╭─ Records for this exercise
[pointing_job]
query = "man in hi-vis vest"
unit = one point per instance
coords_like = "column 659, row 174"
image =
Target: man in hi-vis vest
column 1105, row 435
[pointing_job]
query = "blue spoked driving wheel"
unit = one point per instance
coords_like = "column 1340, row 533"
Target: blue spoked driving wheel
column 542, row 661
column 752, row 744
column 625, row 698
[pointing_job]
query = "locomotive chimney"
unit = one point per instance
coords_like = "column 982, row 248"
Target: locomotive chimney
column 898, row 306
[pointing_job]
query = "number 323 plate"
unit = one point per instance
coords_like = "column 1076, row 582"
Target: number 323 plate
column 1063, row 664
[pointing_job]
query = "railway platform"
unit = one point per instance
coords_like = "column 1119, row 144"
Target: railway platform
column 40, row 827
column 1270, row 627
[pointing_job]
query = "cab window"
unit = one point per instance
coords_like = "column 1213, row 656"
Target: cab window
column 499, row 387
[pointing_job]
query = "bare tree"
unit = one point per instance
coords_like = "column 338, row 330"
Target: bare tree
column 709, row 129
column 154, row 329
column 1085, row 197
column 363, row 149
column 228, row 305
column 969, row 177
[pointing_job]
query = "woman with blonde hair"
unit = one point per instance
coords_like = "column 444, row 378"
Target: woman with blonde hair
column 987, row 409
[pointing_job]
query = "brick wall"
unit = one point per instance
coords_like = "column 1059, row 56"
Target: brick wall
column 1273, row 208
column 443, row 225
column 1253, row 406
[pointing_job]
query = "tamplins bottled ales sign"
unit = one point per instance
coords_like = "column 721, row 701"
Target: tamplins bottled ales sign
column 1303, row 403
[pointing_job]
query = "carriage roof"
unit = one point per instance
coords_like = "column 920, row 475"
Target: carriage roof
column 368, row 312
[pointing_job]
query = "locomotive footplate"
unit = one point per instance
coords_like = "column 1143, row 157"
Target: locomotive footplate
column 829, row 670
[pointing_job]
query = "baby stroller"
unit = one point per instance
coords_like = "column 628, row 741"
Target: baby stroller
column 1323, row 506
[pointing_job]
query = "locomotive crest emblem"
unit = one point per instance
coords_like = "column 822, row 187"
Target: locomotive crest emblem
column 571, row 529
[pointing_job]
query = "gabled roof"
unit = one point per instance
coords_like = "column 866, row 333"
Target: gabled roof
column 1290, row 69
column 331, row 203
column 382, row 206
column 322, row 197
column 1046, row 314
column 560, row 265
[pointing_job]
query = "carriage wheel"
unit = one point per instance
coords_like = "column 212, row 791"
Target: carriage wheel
╰─
◆ Exercise prompt ◆
Print the records above in full, exactly.

◆ Solution to this exercise ◆
[pointing_job]
query = "man in hi-vis vest"
unit = one point per instance
coords_like = "column 659, row 174"
image =
Target: man in hi-vis vest
column 1105, row 435
[pointing_job]
query = "blue spoked driving wheel"
unit = one point per instance
coords_like = "column 1340, row 533"
Target: blue spoked driving wheel
column 542, row 661
column 752, row 744
column 625, row 698
[pointing_job]
query = "locomotive chimney"
unit = one point per instance
coords_like = "column 982, row 248"
Target: locomotive chimney
column 898, row 306
[pointing_job]
query = "number 323 plate"
unit = one point per instance
coords_like = "column 1076, row 582"
Target: number 323 plate
column 1063, row 664
[pointing_job]
query = "railway platform"
unit = one point per instance
coords_like = "column 1119, row 144"
Target: railway platform
column 40, row 827
column 1270, row 627
[pointing_job]
query = "cab window"
unit = one point per instance
coords_like = "column 1213, row 656"
Target: cab window
column 499, row 387
[pointing_job]
query = "bare tree"
unit = one point per instance
coords_like = "column 338, row 330"
Target: bare tree
column 709, row 129
column 154, row 329
column 1085, row 197
column 363, row 149
column 228, row 305
column 969, row 177
[pointing_job]
query = "woman with blonde hair"
unit = one point per instance
coords_like = "column 444, row 378"
Target: woman with blonde hair
column 987, row 409
[pointing_job]
query = "brick wall"
unit = one point per instance
coords_like = "column 1059, row 56"
Target: brick wall
column 1273, row 208
column 443, row 225
column 1253, row 406
[pointing_job]
query = "tamplins bottled ales sign"
unit = one point per instance
coords_like = "column 721, row 701"
Target: tamplins bottled ales sign
column 1303, row 403
[pointing_job]
query = "carriage roof"
unit = one point per instance
coords_like = "column 920, row 475"
Target: carriage roof
column 368, row 312
[pointing_job]
query = "locomotive footplate"
unit = one point per instance
coords_like = "column 1143, row 157"
Target: locomotive footplate
column 829, row 670
[pointing_job]
query = "baby stroller"
unit = one point per instance
coords_like = "column 628, row 741"
Target: baby stroller
column 1323, row 506
[pointing_job]
query = "locomotive crest emblem"
unit = one point per instance
coords_like = "column 822, row 187"
Target: locomotive crest emblem
column 571, row 529
[pointing_job]
query = "gabled roof"
unit = one point per instance
coords_like = "column 866, row 333"
Target: gabled roof
column 1290, row 69
column 331, row 203
column 382, row 206
column 322, row 197
column 1046, row 314
column 560, row 265
[pointing_job]
query = "carriage wheel"
unit = one point per instance
coords_like = "column 212, row 791"
Target: carriage wheel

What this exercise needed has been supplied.